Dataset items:
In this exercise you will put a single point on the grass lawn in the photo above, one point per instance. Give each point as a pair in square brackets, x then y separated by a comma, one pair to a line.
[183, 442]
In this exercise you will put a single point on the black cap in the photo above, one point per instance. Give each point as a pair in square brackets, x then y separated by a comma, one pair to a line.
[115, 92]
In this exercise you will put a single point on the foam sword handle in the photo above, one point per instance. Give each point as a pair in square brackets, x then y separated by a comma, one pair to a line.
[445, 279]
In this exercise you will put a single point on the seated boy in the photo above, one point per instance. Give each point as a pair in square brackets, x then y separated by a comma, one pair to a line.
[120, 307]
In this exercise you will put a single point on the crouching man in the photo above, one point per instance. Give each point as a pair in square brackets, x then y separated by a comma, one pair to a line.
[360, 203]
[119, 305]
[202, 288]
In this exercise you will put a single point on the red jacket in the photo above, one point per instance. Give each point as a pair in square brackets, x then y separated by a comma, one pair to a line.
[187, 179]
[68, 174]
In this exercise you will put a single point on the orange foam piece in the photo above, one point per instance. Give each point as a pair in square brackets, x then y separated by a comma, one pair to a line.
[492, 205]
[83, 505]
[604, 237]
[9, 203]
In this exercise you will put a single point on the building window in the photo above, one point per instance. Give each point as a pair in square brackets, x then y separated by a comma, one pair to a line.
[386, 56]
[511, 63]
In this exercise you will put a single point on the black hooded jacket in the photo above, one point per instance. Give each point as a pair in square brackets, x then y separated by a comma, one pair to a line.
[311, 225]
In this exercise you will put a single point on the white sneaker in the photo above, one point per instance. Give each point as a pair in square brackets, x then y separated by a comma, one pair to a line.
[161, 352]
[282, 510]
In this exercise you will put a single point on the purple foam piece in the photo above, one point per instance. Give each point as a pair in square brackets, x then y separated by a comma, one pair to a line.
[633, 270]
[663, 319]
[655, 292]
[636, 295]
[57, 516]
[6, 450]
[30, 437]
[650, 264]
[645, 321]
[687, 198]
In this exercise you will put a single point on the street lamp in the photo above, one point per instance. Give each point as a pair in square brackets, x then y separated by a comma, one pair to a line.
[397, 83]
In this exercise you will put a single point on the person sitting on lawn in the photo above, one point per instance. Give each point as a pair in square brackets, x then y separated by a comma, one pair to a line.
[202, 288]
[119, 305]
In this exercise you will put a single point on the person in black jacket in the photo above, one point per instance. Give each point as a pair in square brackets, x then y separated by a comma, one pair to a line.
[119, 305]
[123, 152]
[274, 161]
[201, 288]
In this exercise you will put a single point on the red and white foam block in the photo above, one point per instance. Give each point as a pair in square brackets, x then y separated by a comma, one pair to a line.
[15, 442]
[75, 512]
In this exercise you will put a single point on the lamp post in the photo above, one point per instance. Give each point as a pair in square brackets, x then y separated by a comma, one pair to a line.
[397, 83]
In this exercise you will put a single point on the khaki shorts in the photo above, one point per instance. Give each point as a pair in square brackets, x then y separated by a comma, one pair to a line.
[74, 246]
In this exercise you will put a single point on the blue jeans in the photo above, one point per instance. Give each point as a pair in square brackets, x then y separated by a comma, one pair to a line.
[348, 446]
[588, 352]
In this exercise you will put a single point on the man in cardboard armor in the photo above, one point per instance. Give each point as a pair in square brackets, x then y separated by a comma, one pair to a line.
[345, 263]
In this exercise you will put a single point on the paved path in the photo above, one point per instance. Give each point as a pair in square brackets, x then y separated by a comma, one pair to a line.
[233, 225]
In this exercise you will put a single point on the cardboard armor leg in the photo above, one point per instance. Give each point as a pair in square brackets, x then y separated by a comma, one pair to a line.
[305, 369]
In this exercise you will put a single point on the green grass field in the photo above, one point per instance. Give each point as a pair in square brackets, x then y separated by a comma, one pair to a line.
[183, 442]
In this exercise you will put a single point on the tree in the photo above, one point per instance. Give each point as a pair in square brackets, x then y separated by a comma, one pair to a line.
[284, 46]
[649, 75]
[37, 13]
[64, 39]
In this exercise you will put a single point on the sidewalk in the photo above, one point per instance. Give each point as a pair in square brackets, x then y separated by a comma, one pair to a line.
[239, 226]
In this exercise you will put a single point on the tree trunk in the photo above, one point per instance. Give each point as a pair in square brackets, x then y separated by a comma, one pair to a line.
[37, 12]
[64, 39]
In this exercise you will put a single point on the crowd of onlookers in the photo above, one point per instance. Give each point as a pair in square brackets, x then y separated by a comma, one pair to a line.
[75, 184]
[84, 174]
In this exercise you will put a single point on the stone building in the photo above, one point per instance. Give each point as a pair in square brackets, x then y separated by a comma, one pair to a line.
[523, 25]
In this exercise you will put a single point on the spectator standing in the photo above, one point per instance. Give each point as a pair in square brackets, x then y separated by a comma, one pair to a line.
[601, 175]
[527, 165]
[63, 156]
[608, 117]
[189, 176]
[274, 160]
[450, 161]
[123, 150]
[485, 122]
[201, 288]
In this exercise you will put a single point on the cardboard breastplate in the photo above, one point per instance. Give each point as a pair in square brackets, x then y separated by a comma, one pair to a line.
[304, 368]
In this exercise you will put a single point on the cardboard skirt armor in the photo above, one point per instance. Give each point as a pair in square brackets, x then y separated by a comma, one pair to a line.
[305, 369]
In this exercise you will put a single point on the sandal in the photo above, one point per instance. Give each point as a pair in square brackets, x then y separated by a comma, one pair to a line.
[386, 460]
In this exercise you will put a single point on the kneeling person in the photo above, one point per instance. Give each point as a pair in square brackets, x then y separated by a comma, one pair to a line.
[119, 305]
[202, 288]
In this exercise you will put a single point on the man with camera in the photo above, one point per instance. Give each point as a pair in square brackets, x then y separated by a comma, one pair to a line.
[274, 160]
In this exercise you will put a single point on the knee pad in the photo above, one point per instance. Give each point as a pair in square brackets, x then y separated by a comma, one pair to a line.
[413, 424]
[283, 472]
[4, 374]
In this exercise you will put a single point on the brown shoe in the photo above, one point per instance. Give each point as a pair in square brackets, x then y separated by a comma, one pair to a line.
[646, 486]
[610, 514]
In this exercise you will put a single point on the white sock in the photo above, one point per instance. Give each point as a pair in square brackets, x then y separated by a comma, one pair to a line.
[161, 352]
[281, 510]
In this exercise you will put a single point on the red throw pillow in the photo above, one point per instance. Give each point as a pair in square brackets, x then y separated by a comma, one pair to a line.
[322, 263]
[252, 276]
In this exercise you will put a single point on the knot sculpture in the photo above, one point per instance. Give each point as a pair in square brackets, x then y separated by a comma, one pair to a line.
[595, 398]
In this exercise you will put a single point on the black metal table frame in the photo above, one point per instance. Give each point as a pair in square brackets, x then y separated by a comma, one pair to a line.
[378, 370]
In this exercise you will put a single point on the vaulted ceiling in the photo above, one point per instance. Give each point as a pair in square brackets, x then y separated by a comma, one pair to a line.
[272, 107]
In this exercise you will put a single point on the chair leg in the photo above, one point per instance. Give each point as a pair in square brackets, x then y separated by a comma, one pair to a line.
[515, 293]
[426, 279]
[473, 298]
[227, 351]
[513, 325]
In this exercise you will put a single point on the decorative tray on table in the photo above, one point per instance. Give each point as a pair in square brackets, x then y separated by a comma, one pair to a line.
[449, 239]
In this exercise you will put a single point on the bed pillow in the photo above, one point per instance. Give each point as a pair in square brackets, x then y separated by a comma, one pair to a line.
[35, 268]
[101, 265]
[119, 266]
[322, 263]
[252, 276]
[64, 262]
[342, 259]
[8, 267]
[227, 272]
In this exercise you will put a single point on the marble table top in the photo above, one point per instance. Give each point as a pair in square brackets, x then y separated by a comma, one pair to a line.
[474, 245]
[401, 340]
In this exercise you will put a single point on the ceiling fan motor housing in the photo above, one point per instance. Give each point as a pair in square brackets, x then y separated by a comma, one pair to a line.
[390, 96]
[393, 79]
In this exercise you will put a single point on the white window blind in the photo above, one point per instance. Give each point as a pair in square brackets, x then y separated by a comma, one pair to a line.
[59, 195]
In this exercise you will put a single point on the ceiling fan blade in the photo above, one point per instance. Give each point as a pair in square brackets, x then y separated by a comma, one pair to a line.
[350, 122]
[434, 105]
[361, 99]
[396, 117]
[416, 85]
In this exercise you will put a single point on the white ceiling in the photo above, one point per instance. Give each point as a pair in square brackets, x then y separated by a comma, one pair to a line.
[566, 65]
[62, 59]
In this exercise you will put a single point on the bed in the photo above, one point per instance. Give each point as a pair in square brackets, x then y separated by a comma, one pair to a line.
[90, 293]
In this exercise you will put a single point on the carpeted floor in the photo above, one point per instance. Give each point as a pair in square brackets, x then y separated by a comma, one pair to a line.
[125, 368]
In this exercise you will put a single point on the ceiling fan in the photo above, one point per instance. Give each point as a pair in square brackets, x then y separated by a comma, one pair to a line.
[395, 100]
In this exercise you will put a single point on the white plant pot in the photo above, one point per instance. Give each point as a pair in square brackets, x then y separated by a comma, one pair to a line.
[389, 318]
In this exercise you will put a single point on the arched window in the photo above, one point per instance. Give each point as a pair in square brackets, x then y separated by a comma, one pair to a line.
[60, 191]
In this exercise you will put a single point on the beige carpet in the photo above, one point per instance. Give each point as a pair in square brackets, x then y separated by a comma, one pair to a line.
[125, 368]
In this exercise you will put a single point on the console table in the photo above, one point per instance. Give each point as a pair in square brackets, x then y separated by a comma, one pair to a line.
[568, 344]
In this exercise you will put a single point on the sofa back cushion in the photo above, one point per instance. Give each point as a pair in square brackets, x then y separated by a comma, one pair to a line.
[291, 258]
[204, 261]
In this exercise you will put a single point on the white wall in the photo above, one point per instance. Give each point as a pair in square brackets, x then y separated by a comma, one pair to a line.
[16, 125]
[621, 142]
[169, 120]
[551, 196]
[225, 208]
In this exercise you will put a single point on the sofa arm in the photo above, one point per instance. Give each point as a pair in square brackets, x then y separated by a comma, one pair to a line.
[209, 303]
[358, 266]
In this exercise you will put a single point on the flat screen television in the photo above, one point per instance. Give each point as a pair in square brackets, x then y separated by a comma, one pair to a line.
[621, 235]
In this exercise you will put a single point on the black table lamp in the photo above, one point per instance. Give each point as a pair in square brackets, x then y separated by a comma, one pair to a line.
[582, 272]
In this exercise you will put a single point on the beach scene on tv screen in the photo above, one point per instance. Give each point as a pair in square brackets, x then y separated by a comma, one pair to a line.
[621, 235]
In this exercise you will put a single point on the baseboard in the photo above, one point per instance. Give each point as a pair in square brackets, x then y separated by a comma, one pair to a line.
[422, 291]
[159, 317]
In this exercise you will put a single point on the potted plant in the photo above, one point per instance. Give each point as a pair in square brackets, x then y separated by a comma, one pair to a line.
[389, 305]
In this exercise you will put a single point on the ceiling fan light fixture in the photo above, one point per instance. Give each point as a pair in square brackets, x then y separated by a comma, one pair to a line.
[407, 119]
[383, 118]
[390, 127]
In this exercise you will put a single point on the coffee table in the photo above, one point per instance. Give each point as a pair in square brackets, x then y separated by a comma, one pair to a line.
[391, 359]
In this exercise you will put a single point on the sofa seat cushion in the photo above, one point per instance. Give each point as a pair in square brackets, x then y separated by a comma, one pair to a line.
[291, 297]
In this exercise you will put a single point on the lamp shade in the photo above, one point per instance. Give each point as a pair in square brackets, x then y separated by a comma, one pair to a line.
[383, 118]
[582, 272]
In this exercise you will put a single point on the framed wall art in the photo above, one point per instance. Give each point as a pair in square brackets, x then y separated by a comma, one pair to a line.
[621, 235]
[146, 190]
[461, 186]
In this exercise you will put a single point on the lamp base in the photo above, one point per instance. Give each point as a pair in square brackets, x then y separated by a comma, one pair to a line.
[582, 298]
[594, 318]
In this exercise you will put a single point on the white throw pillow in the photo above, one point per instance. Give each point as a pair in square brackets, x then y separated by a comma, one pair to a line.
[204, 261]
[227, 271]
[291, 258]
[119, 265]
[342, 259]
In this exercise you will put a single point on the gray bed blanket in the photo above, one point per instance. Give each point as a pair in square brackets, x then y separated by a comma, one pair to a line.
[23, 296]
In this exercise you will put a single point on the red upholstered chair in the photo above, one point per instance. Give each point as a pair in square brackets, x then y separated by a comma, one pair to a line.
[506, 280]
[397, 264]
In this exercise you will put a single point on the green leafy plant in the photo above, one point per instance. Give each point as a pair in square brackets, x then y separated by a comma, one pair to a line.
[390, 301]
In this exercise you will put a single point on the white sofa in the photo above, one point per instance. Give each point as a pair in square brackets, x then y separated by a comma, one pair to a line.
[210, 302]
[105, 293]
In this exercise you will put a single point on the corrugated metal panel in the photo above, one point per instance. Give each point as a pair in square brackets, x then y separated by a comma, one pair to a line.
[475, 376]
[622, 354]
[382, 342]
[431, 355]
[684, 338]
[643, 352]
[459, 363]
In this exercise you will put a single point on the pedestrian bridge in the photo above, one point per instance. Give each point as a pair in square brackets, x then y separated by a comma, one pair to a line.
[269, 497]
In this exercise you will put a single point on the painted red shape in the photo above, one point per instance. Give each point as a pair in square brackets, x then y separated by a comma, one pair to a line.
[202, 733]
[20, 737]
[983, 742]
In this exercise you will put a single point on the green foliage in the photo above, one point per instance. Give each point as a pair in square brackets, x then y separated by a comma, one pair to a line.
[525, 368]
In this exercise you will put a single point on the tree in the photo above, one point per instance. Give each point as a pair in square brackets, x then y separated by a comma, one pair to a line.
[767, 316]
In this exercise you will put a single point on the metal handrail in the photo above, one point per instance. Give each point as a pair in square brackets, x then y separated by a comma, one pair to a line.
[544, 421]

— Written problem —
Transcribe word for word the lines from the one holding "the green leafy" to the last line of the listing above, inclusive.

— Written response —
In this exercise you will put a single point on the green leafy plant in the photo above, one point per instance. Give each point as a pair in square brackets, x then y separated by a comma, one pair to a line.
[390, 301]
In this exercise you will put a single point on the white sofa in the photo above, one point per instance. Give each point as a pair in square brackets, x then y separated by a comma, one pair to a line.
[210, 302]
[105, 293]
In this exercise you will put a single point on the corrugated metal panel in the photo above, one point per instance. Give each point as a pair in square brackets, x then y separated by a comma, one pair to a line.
[475, 376]
[622, 354]
[382, 342]
[431, 355]
[684, 338]
[643, 352]
[459, 363]
In this exercise you will put a single point on the pedestrian bridge in the photo above, one point per instance. Give each point as a pair in square brackets, x then y separated by a comma, one pair to a line.
[269, 497]
In this exercise you will put a single point on the painted red shape in the photo above, one point per instance. Give each point as a pair in square brackets, x then y separated by a comma, one pair to a line.
[202, 733]
[20, 737]
[983, 742]
In this exercise you will put a single point on the green foliage in the photo above, one point per instance. Give each point as a pair in square brackets, x then y separated by a comma, one pair to a line.
[525, 368]
In this exercise you will put a single point on the tree in the photo above, one point per instance. Give each point as a pair in square brackets, x then y separated by a comma, one pair to a line.
[767, 316]
In this exercise you will put a single point on the metal handrail in the photo above, one point per instance. Give each point as a pair in square brackets, x then y separated by a comma, one pair to a line.
[544, 421]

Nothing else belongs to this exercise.